--- START ---

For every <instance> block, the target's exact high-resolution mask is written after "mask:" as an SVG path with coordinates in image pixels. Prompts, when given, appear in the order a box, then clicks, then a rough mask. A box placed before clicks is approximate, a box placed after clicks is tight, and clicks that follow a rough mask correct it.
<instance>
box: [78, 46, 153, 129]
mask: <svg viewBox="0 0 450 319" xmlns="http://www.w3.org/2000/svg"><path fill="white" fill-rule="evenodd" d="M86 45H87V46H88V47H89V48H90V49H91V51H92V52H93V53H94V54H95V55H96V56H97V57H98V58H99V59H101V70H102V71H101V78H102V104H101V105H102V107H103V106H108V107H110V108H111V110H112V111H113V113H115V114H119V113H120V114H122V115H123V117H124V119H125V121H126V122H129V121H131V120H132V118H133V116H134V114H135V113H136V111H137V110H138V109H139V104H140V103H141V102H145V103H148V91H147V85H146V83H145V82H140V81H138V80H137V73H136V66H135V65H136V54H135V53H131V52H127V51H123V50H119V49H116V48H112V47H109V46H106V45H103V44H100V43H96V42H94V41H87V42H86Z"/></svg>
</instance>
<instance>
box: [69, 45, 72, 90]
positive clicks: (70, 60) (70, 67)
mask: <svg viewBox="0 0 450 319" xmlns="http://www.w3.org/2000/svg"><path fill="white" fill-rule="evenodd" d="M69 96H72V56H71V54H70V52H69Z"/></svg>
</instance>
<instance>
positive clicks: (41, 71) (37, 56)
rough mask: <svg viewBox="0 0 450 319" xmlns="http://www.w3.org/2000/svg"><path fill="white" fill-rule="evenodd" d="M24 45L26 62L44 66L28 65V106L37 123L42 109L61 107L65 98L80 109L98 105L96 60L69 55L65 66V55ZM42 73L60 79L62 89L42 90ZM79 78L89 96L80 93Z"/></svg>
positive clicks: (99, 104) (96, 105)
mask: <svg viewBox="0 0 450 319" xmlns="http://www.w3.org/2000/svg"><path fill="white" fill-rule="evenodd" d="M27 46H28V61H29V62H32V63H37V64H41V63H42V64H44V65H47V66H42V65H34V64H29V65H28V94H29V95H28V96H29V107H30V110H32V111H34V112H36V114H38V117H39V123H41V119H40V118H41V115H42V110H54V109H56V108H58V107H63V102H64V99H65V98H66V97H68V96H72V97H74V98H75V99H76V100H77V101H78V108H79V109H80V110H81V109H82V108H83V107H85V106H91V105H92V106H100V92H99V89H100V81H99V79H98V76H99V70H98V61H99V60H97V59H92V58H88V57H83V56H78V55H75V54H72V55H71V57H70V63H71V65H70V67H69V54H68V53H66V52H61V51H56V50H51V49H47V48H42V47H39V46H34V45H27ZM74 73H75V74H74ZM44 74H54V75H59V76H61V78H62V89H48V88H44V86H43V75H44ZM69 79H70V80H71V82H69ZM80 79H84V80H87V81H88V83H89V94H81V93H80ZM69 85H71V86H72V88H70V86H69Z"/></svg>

--- END ---
--- START ---

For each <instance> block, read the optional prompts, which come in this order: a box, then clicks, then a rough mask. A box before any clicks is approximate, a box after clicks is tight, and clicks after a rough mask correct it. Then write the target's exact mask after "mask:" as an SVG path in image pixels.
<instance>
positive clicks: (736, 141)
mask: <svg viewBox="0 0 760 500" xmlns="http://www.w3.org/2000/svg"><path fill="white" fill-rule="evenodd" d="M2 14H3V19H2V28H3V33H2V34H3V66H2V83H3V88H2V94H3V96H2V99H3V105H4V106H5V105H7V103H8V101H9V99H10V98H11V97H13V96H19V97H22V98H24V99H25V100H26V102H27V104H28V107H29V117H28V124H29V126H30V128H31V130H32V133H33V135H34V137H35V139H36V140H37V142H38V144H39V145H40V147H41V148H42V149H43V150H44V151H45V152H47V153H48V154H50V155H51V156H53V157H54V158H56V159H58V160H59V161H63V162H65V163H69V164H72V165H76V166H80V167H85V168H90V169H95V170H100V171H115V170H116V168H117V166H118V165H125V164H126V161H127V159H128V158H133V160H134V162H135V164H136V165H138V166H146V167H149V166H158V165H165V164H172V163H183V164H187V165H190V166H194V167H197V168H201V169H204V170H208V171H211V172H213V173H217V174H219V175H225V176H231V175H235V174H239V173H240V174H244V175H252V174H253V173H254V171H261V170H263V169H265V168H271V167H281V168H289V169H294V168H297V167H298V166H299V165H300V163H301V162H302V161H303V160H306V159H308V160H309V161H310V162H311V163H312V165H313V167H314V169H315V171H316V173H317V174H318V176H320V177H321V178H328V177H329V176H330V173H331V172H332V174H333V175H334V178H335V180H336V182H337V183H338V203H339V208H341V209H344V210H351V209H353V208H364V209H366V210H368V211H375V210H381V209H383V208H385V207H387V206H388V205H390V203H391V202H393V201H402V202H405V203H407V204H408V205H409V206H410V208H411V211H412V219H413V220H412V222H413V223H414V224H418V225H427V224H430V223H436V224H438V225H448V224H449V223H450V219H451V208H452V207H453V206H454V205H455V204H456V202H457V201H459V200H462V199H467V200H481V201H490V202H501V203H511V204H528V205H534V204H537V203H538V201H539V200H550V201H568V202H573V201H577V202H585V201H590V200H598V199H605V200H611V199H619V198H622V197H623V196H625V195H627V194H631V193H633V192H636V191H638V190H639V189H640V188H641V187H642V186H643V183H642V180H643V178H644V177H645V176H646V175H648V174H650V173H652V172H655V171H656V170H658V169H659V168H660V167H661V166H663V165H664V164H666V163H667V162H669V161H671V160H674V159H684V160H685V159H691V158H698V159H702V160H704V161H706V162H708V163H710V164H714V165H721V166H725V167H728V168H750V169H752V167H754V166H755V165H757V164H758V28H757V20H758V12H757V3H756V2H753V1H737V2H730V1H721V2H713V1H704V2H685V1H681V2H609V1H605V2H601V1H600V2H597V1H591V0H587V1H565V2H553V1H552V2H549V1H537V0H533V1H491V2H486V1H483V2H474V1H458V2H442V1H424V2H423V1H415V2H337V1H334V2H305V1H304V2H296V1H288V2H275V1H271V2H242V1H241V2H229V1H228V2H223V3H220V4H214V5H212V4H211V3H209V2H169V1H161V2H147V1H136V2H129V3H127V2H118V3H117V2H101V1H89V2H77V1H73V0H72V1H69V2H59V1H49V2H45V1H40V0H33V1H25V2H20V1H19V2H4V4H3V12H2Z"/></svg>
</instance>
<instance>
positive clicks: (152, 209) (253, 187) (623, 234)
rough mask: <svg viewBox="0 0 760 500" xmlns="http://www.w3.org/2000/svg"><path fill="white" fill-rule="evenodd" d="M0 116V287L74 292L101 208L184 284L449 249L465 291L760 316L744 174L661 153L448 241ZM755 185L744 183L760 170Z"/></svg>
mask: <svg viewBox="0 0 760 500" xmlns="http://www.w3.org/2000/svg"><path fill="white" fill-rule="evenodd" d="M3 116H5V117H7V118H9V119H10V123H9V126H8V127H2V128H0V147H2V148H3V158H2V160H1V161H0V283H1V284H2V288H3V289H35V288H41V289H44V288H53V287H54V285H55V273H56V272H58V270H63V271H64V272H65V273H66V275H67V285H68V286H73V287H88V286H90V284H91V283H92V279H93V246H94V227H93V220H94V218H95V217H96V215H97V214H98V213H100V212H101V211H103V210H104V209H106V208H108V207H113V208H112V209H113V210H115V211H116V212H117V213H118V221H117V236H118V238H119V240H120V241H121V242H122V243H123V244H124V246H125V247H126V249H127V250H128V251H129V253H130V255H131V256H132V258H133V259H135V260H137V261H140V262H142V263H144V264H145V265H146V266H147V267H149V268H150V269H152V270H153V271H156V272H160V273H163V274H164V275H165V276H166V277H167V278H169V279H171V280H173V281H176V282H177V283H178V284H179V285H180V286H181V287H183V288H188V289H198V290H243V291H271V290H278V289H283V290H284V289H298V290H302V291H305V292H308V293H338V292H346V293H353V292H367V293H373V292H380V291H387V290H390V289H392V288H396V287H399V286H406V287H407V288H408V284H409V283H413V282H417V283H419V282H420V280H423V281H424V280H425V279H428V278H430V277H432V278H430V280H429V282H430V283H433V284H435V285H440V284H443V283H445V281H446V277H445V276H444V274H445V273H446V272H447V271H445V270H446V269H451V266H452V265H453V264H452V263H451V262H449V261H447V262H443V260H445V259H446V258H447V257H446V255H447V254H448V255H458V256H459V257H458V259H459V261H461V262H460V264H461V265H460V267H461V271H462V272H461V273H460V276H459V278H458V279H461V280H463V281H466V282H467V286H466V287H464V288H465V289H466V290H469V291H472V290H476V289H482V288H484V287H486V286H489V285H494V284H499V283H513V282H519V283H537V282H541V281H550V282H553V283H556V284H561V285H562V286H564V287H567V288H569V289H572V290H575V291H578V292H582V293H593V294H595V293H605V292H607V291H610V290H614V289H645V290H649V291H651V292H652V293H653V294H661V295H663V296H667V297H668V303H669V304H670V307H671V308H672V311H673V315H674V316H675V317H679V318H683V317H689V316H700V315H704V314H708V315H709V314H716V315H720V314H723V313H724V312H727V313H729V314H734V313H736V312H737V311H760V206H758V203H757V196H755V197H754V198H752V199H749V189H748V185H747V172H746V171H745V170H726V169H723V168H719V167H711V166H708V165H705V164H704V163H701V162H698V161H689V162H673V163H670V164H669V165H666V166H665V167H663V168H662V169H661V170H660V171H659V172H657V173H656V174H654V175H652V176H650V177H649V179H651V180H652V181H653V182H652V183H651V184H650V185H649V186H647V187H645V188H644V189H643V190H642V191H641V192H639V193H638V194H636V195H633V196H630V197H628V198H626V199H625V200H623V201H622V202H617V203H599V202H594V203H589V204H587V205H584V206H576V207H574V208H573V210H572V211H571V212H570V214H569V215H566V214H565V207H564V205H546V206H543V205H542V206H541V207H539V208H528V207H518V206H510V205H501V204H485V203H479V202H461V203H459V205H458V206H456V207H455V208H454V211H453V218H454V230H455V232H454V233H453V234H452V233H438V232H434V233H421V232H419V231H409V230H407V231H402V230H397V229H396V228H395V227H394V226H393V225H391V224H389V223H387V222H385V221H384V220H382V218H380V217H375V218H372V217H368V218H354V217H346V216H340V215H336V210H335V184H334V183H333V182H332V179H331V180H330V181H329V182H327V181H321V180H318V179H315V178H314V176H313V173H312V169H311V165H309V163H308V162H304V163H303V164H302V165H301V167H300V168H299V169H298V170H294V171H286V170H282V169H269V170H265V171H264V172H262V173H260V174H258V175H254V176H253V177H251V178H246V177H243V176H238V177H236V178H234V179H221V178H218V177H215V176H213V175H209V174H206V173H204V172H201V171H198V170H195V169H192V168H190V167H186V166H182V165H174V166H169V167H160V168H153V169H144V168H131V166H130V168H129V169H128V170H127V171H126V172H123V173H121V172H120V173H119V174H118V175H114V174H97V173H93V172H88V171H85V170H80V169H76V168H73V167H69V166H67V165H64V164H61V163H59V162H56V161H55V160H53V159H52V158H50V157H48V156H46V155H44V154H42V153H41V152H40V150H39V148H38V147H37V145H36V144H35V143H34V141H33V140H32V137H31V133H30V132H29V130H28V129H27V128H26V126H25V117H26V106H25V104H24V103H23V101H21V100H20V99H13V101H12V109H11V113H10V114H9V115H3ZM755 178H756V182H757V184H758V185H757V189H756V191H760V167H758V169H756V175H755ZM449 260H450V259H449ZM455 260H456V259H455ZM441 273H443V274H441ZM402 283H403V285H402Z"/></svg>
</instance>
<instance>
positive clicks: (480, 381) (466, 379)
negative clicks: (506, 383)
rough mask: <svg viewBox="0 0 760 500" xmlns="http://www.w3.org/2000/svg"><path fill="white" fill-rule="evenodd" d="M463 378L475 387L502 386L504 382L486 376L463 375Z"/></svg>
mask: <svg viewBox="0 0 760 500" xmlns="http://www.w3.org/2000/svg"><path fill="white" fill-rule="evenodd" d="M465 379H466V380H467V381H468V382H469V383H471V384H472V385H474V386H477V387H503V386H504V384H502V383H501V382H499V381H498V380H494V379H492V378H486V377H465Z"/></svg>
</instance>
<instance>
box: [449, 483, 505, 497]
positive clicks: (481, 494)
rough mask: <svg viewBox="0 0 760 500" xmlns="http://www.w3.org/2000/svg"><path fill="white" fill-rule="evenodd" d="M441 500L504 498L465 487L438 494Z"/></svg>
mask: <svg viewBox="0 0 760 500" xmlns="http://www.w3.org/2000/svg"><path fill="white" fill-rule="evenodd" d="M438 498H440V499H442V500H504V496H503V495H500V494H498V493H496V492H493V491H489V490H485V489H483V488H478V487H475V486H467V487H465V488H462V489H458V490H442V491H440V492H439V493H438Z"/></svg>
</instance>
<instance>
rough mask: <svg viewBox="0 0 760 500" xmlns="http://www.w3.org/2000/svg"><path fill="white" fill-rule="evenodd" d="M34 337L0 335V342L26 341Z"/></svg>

--- END ---
--- START ---

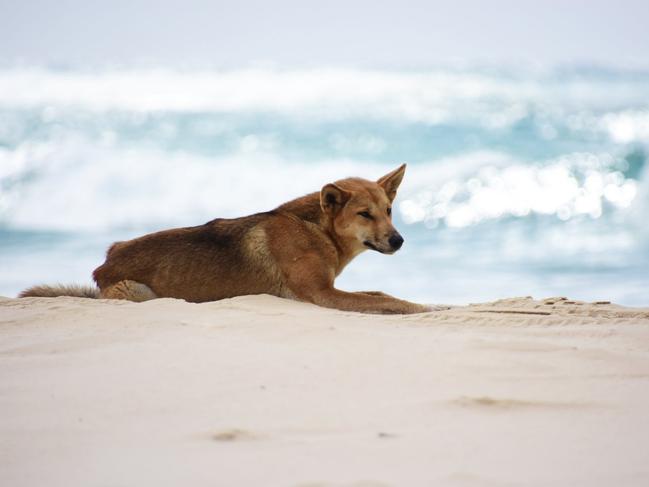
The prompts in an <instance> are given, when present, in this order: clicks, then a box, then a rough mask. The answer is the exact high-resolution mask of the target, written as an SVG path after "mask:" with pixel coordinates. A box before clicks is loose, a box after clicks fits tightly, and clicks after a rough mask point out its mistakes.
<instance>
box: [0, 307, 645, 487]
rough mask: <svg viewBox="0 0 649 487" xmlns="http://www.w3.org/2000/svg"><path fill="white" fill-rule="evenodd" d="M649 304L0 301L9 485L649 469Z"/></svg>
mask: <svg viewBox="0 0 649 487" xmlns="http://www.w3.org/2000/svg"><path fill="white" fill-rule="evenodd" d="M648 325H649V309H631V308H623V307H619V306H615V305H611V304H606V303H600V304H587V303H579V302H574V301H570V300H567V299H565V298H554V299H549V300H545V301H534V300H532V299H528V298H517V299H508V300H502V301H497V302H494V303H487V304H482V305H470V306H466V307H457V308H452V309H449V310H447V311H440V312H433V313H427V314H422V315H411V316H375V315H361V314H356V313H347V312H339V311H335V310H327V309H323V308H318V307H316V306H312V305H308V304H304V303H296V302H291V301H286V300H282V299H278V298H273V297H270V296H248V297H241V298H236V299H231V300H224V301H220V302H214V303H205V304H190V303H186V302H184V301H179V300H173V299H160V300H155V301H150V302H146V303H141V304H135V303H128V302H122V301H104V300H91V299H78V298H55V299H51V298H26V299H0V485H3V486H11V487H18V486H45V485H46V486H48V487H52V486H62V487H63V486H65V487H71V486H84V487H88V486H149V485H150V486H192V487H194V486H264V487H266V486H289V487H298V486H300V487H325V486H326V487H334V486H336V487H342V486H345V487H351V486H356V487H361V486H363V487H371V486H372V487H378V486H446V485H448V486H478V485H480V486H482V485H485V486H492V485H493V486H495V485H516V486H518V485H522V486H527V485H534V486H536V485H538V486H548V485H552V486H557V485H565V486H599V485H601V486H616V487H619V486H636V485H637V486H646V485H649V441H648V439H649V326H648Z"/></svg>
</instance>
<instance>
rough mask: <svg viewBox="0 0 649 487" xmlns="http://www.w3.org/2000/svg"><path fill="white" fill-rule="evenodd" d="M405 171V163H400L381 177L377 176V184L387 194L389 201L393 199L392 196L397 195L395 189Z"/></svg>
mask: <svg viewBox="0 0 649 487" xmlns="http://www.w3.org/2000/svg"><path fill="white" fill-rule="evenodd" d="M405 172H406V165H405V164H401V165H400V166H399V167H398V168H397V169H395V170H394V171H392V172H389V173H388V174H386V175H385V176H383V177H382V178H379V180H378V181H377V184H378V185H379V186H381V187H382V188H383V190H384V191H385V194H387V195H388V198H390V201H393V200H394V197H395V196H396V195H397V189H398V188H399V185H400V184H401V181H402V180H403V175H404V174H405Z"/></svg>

--- END ---

**Problem requirements**
Can you turn everything from the line containing "For every <instance>" down to the line containing "box: [78, 46, 153, 129]" into a JSON list of strings, with one string per line and blank lines left out?

**Result**
[
  "For every <instance> block, the target's exact high-resolution mask is written after \"mask:\" as an SVG path with coordinates in image pixels. Prompts, when given, appear in the order a box, then clicks, then a rough mask. A box placed before clicks is approximate, a box placed after clicks is tight, and clicks that follow a rough mask correct it.",
  "<instance>",
  "box: [78, 46, 153, 129]"
]